- [Passage given]

═══

# New ride! and looking for advice.



## tinyliny (Oct 31, 2009)

All I can say is that I envy you. no advice, but just wishing I was in your shoes.


----------



## BlueSpark (Feb 22, 2012)

he may get back into shape more quickly than a horse that has been out of shape for a long time, but two months is more than enough time for him to loose much of his race condition. Start doing 5 mile rides, mainly at a trot, and see how he does. Gradually increase the distance and intensity.


----------



## phantomhorse13 (Feb 18, 2011)

Is he pasture or stall kept? What sort of pace was he ridden in the few rides he has done? Were all 3 rides this season?

If he's pasture kept and those events were all this season, and you have done a couple 10-15 mile rides and he's been ok, I don't see why he wouldn't be able to do a reasonably-paced 50 at this point. Horses who are able to move around maintain their fitness much better than you would expect (and much better than people!).


----------



## Abbzug (Jan 2, 2012)

He was pasture kept until I got him, but is boarded now.

═══

- [Collected data]
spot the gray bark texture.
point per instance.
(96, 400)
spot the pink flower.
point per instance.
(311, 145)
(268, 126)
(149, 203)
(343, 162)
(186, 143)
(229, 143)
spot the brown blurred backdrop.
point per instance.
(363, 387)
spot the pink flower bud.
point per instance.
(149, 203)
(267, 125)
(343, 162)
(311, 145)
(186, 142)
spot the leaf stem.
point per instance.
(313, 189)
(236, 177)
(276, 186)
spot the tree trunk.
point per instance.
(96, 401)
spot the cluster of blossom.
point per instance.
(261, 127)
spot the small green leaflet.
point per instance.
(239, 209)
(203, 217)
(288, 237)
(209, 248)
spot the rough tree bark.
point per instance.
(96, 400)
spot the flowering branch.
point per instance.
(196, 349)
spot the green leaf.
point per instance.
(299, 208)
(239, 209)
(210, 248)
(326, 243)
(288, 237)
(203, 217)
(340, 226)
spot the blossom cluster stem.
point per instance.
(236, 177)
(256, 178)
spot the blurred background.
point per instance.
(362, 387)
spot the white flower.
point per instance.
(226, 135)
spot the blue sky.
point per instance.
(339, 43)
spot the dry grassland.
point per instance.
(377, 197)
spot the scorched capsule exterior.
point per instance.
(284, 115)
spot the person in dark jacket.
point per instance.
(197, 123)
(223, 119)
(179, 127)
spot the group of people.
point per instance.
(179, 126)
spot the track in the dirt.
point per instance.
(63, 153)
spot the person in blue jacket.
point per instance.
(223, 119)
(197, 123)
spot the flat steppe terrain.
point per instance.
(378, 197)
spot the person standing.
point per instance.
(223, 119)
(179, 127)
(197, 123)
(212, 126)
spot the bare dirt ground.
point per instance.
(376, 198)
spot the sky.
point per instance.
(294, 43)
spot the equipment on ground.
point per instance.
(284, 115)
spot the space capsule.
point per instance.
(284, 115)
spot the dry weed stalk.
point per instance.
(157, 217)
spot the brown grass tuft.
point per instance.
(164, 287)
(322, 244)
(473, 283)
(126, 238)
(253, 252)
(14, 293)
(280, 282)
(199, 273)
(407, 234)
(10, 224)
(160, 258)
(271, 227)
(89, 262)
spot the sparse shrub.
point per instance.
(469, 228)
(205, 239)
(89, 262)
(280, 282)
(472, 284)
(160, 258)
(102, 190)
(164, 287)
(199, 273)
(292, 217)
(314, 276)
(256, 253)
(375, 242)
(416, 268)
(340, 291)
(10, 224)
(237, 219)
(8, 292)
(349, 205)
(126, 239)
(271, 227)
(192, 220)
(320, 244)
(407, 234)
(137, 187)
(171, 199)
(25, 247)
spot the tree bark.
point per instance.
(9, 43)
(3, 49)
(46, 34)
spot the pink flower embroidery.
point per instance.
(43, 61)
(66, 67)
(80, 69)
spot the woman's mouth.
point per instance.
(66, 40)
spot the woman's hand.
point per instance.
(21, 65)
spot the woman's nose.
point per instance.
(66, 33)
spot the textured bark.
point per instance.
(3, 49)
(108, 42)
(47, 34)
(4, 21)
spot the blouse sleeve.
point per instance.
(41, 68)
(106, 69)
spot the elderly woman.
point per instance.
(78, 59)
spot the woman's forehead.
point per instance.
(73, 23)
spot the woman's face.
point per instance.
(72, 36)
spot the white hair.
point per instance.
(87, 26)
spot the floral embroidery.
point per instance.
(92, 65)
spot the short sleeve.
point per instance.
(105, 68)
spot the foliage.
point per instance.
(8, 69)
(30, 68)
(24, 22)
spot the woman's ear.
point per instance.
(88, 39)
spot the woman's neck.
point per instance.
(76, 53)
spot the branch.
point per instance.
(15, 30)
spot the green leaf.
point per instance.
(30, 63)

═══

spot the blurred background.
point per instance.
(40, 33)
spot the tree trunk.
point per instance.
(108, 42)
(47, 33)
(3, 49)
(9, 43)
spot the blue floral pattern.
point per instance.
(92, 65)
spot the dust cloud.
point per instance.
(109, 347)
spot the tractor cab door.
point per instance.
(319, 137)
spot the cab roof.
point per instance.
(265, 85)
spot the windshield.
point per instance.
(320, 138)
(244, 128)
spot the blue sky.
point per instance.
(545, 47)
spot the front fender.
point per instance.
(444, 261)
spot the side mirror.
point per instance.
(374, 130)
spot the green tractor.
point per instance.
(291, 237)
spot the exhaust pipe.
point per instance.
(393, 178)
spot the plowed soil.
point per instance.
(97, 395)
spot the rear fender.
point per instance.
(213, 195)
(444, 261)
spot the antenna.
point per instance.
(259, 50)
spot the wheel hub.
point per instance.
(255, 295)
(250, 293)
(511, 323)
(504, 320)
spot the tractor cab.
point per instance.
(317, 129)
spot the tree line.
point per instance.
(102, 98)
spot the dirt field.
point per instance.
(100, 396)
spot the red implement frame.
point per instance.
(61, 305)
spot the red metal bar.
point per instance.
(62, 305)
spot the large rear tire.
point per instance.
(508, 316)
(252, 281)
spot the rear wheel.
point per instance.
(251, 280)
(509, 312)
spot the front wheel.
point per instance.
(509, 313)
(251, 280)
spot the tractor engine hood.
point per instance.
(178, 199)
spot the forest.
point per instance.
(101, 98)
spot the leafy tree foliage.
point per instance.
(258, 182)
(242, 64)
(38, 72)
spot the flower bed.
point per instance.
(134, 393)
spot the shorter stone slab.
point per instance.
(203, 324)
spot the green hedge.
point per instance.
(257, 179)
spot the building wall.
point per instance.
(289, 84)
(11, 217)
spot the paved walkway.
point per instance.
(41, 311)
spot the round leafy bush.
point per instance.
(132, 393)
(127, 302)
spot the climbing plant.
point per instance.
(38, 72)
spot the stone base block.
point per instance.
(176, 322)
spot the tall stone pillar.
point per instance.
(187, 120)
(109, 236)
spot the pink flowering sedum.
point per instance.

═══

- [Goal A] Identify every row that contains the string "front" and copy each one out in full. Case counts.
- [Goal B] Go on with the forum thread about the new horse's riding fitness, starting right after its final post.

- [Expected output A]
spot the front fender.
spot the front wheel.

- [Expected output B]
His LD was about 4 hours and 50's at 8ish. They kept him slow and easy, as he was running with a younger horse. He's barely broken a sweat since I've had him =D . 

I think that *I* have a fair amount of conditioning to do to be successful at a 50, but won't be so shy about the training rides. 

Anyone have any advice about boarding an endurance horse? It seems like there is no way for him to move around as much as I'd like... Even in the turn out, he just stands around, at it's pretty small itself (probably only 50x50').


----------



## Celeste (Jul 3, 2011)

He is beautiful. You'll have to listen to the others about conditioning because my horse and I are both too fat.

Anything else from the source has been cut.